■ WRITTEN INSTRUCTION
Rewrite the stretch from the line containing "If you could indicate the red" through the line containing "point(108, 204)", changing "plaid" to "checked" and leaving everything else as it is.

■ Position identification records
=-=-=-=-=
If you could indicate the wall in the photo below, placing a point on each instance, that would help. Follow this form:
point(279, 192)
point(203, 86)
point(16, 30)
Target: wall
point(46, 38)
=-=-=-=-=
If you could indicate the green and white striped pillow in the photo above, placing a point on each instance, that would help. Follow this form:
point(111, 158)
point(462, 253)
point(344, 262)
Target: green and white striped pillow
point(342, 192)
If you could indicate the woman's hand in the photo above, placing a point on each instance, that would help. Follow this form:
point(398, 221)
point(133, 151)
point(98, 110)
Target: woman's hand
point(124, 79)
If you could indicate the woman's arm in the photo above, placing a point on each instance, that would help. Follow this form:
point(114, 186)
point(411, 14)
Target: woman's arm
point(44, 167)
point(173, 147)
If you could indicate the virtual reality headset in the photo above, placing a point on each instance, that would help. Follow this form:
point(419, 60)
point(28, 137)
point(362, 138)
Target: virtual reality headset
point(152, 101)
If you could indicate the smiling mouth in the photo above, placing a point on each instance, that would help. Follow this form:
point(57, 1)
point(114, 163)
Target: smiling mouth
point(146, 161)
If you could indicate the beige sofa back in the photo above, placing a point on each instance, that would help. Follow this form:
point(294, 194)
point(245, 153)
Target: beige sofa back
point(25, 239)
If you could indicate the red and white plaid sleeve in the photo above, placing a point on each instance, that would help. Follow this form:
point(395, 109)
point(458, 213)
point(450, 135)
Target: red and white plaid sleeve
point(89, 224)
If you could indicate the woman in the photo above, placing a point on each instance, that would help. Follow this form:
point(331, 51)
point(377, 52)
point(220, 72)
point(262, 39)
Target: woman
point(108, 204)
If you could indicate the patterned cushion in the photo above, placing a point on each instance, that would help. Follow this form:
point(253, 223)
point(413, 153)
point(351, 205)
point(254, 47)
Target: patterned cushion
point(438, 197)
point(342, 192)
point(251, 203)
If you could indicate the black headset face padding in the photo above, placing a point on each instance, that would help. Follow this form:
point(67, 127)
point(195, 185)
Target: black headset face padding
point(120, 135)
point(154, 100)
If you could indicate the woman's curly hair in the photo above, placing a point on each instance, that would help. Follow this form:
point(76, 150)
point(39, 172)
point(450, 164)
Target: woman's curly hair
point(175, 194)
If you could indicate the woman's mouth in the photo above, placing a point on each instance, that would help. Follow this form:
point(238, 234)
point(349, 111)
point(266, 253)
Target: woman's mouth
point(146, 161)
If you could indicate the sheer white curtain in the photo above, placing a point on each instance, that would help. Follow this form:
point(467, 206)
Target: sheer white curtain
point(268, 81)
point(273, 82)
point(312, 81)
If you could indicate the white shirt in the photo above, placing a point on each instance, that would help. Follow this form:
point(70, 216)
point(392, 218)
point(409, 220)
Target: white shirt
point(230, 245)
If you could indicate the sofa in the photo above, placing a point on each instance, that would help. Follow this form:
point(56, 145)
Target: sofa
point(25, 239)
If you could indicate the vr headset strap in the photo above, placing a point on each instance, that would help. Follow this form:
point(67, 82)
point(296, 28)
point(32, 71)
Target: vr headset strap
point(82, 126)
=-=-=-=-=
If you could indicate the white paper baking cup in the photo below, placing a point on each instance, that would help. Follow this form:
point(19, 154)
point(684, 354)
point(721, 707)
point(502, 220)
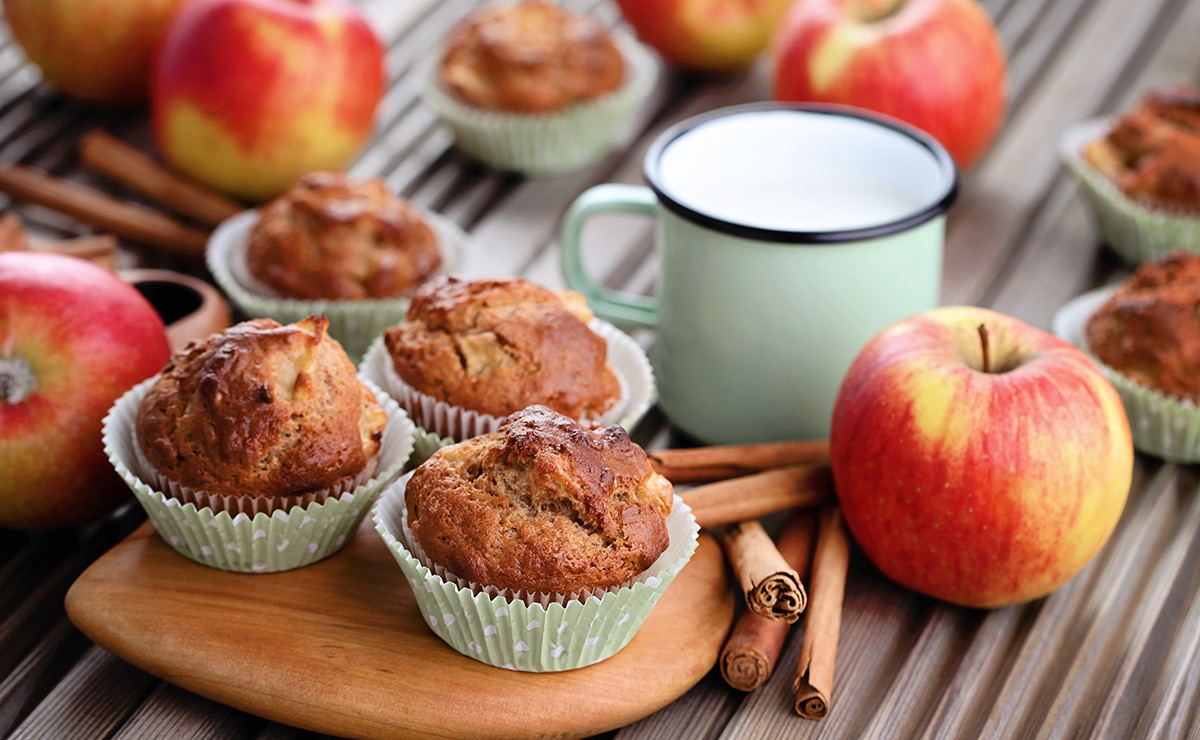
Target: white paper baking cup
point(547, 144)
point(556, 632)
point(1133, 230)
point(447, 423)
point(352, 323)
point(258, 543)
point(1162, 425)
=-=-=-=-=
■ RESULT OF THIS EXERCISE
If you could indicate the red and white checked sleeve in the photo above, placing a point on each instance, that would help. Follow this form:
point(395, 109)
point(458, 213)
point(450, 135)
Target: red and white checked sleeve
point(89, 224)
If you could indicate the woman in the photo above, placing a point on each instance, that would help. Follow this form:
point(331, 51)
point(377, 52)
point(220, 72)
point(262, 39)
Target: woman
point(108, 204)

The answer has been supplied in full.